*Required task:*
Can you repeat the lines below, starting at the one containing "Find building window in the photo above." and ending at the one containing "Find handwritten note in the photo above.", with both of those lines included?

*Recorded data:*

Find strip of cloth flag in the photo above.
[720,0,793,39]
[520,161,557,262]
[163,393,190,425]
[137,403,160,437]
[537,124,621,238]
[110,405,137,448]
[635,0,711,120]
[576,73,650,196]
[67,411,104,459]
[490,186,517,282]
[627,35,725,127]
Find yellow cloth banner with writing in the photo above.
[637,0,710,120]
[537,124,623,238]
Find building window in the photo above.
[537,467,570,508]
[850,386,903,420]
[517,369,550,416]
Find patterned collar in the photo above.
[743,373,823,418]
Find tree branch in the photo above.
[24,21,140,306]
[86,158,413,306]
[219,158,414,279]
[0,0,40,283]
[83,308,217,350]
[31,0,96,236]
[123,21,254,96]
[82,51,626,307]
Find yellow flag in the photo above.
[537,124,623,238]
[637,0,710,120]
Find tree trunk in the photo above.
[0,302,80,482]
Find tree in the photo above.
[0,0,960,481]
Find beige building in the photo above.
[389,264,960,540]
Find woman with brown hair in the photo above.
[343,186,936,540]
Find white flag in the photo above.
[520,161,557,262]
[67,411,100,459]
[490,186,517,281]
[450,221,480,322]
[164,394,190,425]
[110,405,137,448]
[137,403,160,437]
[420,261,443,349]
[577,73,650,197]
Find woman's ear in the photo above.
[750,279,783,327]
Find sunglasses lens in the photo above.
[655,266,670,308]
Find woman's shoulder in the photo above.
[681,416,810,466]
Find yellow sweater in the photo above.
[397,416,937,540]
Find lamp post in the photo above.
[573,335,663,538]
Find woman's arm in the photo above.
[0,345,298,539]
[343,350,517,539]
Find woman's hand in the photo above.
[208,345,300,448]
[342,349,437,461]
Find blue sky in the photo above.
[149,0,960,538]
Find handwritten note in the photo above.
---
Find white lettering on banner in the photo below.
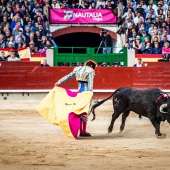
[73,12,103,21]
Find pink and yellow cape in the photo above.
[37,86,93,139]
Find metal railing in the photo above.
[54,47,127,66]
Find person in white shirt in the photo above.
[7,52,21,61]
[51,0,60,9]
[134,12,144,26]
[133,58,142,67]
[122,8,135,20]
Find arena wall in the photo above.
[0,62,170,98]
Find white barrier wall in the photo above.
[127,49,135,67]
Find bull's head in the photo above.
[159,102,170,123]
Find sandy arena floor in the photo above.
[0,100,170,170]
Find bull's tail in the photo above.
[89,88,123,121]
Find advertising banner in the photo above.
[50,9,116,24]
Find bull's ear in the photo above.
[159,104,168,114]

*Response to this exercise:*
Find building window in the photo above.
[537,467,570,508]
[850,386,903,420]
[517,369,550,416]
Find patterned collar in the photo above.
[743,373,823,418]
Find tree branch in the photo above.
[24,21,140,306]
[86,158,413,306]
[219,158,414,279]
[0,0,40,283]
[83,308,217,350]
[31,0,96,236]
[123,21,254,96]
[82,51,626,307]
Find yellow flag in the photo above.
[537,124,623,238]
[637,0,710,120]
Find tree trunk in the photo above.
[0,302,80,482]
Find tree in the photo above.
[0,0,960,481]
Find beige building in the photo above.
[389,264,960,540]
Find woman with brown hair in the photo above.
[343,186,936,540]
Find white flag in the photo above.
[520,161,557,262]
[67,411,100,459]
[490,186,517,281]
[450,221,480,322]
[164,394,190,425]
[110,405,137,448]
[137,403,160,437]
[420,261,443,349]
[577,73,650,197]
Find woman's ear in the photo above.
[750,279,783,327]
Find sunglasses lens in the photo above.
[655,266,670,308]
Find woman's shoulder in the photo above.
[681,416,810,466]
Find yellow sweater in the photo above.
[397,416,937,540]
Find lamp post in the photo above.
[573,335,663,538]
Find woman's arm in the photo above.
[0,345,298,539]
[343,350,517,539]
Find woman's hand in the photo above.
[208,345,300,448]
[342,349,437,461]
Find blue sky in the photo above.
[149,0,960,538]
Find handwritten note in the photo above.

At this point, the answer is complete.